DATASET EXCERPTS
* * * *

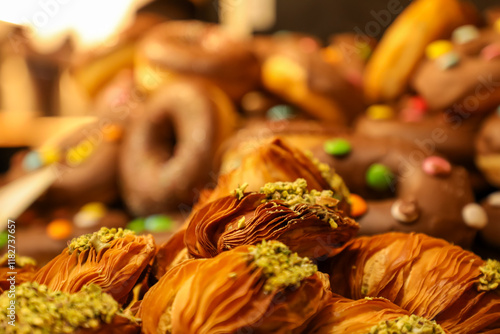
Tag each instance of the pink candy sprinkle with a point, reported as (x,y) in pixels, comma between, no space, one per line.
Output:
(436,166)
(491,51)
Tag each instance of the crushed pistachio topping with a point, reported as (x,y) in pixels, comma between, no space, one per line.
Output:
(240,191)
(334,180)
(40,310)
(293,193)
(407,324)
(21,261)
(280,266)
(97,240)
(490,278)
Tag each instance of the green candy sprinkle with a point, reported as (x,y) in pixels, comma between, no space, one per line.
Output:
(337,147)
(280,112)
(136,225)
(158,223)
(379,177)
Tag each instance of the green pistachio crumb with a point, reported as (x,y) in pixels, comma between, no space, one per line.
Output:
(294,193)
(241,222)
(97,240)
(490,276)
(407,324)
(281,267)
(40,310)
(240,191)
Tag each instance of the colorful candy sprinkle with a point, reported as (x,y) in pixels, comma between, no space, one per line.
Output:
(465,34)
(494,199)
(438,48)
(380,111)
(4,238)
(436,166)
(90,215)
(112,133)
(158,223)
(337,147)
(474,216)
(32,161)
(448,60)
(280,112)
(379,177)
(358,205)
(405,211)
(59,229)
(136,225)
(490,52)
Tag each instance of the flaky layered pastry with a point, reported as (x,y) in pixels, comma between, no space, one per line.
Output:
(426,276)
(41,310)
(113,259)
(258,289)
(306,221)
(273,161)
(368,316)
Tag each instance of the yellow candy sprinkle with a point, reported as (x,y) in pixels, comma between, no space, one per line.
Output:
(380,111)
(438,48)
(50,155)
(59,229)
(112,133)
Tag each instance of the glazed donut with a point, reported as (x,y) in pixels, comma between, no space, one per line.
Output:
(488,149)
(403,44)
(426,276)
(169,147)
(463,73)
(295,68)
(406,189)
(196,49)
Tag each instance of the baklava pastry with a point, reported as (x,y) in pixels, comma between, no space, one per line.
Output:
(426,276)
(114,259)
(306,221)
(368,316)
(21,268)
(40,310)
(250,289)
(276,160)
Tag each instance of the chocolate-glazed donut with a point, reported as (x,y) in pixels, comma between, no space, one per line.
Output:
(196,49)
(488,149)
(467,77)
(168,150)
(406,189)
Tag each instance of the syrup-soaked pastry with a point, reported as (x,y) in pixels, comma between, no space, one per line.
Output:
(39,309)
(196,49)
(463,73)
(306,221)
(426,276)
(114,259)
(260,289)
(368,316)
(406,189)
(488,149)
(169,148)
(295,68)
(403,45)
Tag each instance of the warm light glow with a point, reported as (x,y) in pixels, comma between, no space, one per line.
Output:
(88,23)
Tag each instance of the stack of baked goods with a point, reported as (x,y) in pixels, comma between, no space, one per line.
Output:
(272,185)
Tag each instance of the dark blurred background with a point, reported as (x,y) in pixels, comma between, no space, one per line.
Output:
(317,17)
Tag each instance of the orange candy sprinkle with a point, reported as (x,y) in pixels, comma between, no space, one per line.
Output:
(59,229)
(358,205)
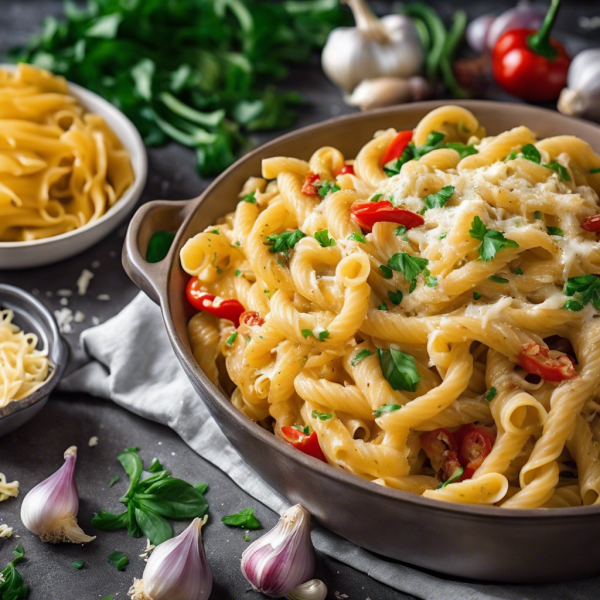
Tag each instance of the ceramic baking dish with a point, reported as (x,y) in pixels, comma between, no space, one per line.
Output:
(469,541)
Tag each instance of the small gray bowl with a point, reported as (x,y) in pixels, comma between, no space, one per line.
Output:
(33,317)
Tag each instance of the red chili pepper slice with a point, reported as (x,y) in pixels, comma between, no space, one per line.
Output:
(227,308)
(530,65)
(474,443)
(537,361)
(591,224)
(251,318)
(365,215)
(441,449)
(309,444)
(308,186)
(396,146)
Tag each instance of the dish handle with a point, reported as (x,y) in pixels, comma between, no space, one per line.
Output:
(158,215)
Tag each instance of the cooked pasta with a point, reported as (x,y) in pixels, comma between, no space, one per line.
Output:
(23,368)
(423,316)
(60,167)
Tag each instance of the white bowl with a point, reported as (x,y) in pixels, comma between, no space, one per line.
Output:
(21,255)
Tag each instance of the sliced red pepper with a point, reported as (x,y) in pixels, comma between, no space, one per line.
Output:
(251,318)
(530,65)
(591,224)
(396,147)
(308,186)
(537,361)
(365,215)
(309,444)
(474,443)
(227,308)
(441,449)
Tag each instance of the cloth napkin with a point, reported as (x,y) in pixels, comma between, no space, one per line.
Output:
(129,360)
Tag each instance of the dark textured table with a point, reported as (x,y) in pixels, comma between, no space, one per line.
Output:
(34,451)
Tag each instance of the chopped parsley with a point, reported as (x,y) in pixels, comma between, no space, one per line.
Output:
(249,198)
(386,409)
(490,394)
(321,416)
(361,355)
(357,237)
(399,369)
(284,242)
(323,238)
(492,241)
(395,297)
(440,198)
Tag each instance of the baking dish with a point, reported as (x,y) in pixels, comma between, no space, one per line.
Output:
(486,543)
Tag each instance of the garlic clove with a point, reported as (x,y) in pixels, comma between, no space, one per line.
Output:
(283,558)
(314,589)
(50,508)
(177,569)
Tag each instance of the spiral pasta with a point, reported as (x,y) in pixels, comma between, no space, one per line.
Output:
(428,324)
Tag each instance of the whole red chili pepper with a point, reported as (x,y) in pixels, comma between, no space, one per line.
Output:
(529,64)
(366,214)
(227,308)
(309,444)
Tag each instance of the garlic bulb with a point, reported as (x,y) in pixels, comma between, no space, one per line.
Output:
(283,558)
(581,97)
(385,91)
(176,570)
(387,47)
(50,508)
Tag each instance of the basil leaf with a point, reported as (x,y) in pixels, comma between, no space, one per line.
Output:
(361,355)
(153,526)
(386,409)
(244,519)
(323,238)
(399,369)
(439,199)
(409,266)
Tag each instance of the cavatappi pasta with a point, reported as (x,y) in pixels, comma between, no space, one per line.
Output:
(23,368)
(453,352)
(60,167)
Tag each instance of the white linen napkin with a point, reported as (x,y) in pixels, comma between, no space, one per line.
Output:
(130,361)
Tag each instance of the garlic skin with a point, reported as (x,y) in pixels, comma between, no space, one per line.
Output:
(176,570)
(314,589)
(50,508)
(582,96)
(283,558)
(387,47)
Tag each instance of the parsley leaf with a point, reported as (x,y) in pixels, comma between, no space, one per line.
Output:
(357,237)
(395,297)
(490,394)
(249,198)
(409,266)
(492,241)
(323,238)
(321,416)
(284,242)
(399,369)
(361,355)
(244,519)
(562,171)
(386,409)
(440,198)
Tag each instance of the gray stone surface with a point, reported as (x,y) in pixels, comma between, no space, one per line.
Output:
(34,451)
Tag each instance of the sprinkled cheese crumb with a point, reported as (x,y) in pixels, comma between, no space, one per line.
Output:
(83,282)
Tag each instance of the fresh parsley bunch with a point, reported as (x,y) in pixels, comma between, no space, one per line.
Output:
(151,500)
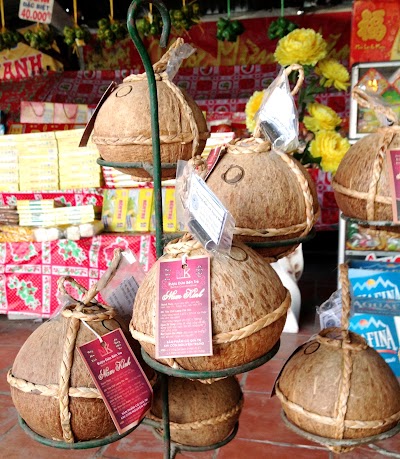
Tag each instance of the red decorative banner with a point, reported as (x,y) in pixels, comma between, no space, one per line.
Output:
(375,34)
(252,47)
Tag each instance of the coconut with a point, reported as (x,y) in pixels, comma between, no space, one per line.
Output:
(339,390)
(51,386)
(361,183)
(337,387)
(200,414)
(122,128)
(269,194)
(248,307)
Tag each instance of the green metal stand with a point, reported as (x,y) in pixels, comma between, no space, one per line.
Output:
(172,448)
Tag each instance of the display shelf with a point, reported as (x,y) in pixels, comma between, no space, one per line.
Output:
(178,447)
(164,369)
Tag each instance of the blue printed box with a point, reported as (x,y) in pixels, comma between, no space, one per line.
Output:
(381,333)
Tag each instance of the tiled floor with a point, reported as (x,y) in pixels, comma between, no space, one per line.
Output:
(261,434)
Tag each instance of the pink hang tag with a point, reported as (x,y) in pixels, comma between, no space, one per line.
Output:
(183,315)
(393,164)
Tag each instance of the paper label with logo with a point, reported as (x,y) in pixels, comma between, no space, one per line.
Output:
(206,208)
(393,164)
(183,316)
(120,379)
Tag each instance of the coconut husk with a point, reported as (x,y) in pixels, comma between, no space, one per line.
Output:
(122,129)
(248,307)
(270,195)
(361,183)
(51,386)
(336,386)
(200,415)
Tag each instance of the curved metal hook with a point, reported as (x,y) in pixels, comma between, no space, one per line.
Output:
(155,130)
(131,23)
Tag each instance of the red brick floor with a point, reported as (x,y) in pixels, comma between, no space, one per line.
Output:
(262,433)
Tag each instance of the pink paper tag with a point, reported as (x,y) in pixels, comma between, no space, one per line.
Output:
(120,379)
(183,317)
(393,162)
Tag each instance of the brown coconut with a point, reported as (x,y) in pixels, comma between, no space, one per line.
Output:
(266,192)
(313,380)
(356,172)
(39,363)
(122,128)
(200,414)
(245,292)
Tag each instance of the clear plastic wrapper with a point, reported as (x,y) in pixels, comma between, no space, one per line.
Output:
(120,291)
(330,311)
(200,212)
(278,117)
(176,58)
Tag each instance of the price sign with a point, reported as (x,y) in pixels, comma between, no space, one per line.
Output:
(36,10)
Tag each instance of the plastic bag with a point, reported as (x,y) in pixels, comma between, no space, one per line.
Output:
(120,291)
(277,115)
(330,312)
(177,55)
(200,212)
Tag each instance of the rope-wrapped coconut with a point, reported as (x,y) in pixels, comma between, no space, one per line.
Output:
(53,391)
(248,307)
(122,129)
(329,386)
(193,422)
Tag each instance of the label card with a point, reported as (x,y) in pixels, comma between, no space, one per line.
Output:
(393,164)
(183,315)
(36,10)
(120,379)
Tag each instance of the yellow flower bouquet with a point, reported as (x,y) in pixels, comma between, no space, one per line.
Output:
(320,139)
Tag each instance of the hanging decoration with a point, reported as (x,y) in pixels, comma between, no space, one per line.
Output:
(8,38)
(149,25)
(39,37)
(188,16)
(110,30)
(228,30)
(76,35)
(281,26)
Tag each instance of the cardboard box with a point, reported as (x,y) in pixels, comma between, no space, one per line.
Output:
(376,309)
(382,333)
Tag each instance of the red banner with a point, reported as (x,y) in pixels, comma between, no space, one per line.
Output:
(29,271)
(252,47)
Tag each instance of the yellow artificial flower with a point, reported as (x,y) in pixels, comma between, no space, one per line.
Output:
(252,107)
(333,73)
(322,118)
(301,46)
(372,26)
(331,147)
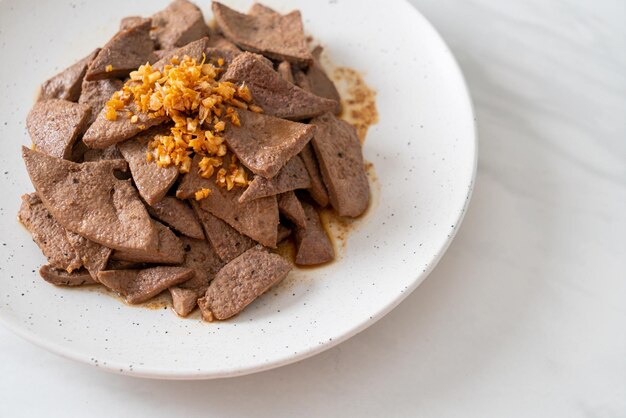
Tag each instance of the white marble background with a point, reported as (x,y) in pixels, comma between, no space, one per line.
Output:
(525,315)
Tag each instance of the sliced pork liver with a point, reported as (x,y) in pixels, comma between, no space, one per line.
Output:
(96,94)
(291,177)
(227,242)
(104,133)
(54,126)
(138,286)
(92,255)
(317,190)
(63,278)
(312,244)
(178,24)
(277,96)
(125,52)
(193,50)
(264,144)
(257,219)
(199,256)
(88,199)
(279,37)
(67,84)
(152,181)
(48,234)
(169,250)
(315,80)
(284,69)
(241,281)
(291,208)
(339,153)
(178,215)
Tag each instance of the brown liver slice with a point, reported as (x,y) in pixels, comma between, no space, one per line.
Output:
(279,37)
(312,244)
(125,52)
(315,80)
(291,208)
(54,126)
(59,277)
(284,69)
(92,255)
(178,24)
(193,50)
(257,219)
(178,215)
(264,144)
(103,132)
(169,250)
(241,281)
(199,256)
(339,153)
(152,181)
(67,84)
(138,286)
(88,199)
(277,96)
(317,190)
(291,177)
(96,94)
(227,242)
(48,234)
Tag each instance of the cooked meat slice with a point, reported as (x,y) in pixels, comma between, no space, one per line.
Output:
(280,37)
(283,232)
(227,242)
(219,42)
(109,153)
(152,181)
(169,251)
(48,234)
(317,190)
(241,281)
(258,9)
(96,94)
(104,133)
(339,153)
(183,300)
(178,24)
(130,22)
(178,215)
(193,50)
(228,55)
(138,286)
(291,208)
(317,82)
(63,278)
(55,124)
(257,219)
(125,52)
(264,144)
(92,255)
(291,177)
(124,265)
(312,244)
(277,96)
(67,84)
(284,69)
(200,257)
(88,199)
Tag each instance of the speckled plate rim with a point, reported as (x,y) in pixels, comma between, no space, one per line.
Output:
(148,372)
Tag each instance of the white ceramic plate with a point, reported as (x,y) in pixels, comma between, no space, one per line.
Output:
(423,150)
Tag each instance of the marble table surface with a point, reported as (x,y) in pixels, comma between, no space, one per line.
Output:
(524,316)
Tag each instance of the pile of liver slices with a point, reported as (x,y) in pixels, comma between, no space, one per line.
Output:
(102,214)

* * * *

TO DO
Output exactly the lines from the one containing "Tag each instance of the brown liver" through the last line of the entries, both ends included.

CORRECT ANSWER
Tag each instance of the brown liver slice with a point, reported as (x,y) in pixels, comma between, no space, one per line.
Output:
(279,37)
(312,244)
(125,52)
(315,80)
(291,208)
(54,126)
(59,277)
(284,69)
(92,255)
(178,24)
(193,50)
(257,219)
(178,215)
(264,144)
(103,132)
(169,250)
(241,281)
(199,256)
(339,153)
(152,181)
(67,84)
(138,286)
(88,199)
(277,96)
(317,190)
(291,177)
(96,94)
(227,242)
(48,234)
Tag each instance of the cooked meat slice with a point, reported as (x,y) in pixels, comma between, no space, one per line.
Output:
(280,37)
(283,232)
(227,242)
(219,42)
(109,153)
(152,181)
(169,251)
(48,234)
(317,190)
(241,281)
(258,9)
(96,94)
(104,133)
(339,153)
(183,300)
(178,24)
(130,22)
(178,215)
(193,50)
(228,55)
(138,286)
(291,208)
(317,82)
(63,278)
(55,124)
(257,219)
(125,52)
(264,144)
(92,255)
(291,177)
(124,265)
(312,244)
(277,96)
(67,84)
(284,69)
(200,257)
(88,199)
Tag each instance of the speckled plate rim with a point, reported as (x,y) in pixels, comma between, no space, one per line.
Output:
(148,372)
Tag each instance of the white ceramic plate with a point, reported as (x,y) in pixels, comma between, no space, one per line.
Output:
(423,150)
Tag each instance of the marble table surface with a point, reported as (x,y) in pixels, comma between, no space, one per line.
Output:
(524,316)
Tag each instance of the pile of liver slices with a point, reported as (x,y) in pixels, comma between, no space, one per line.
Output:
(102,214)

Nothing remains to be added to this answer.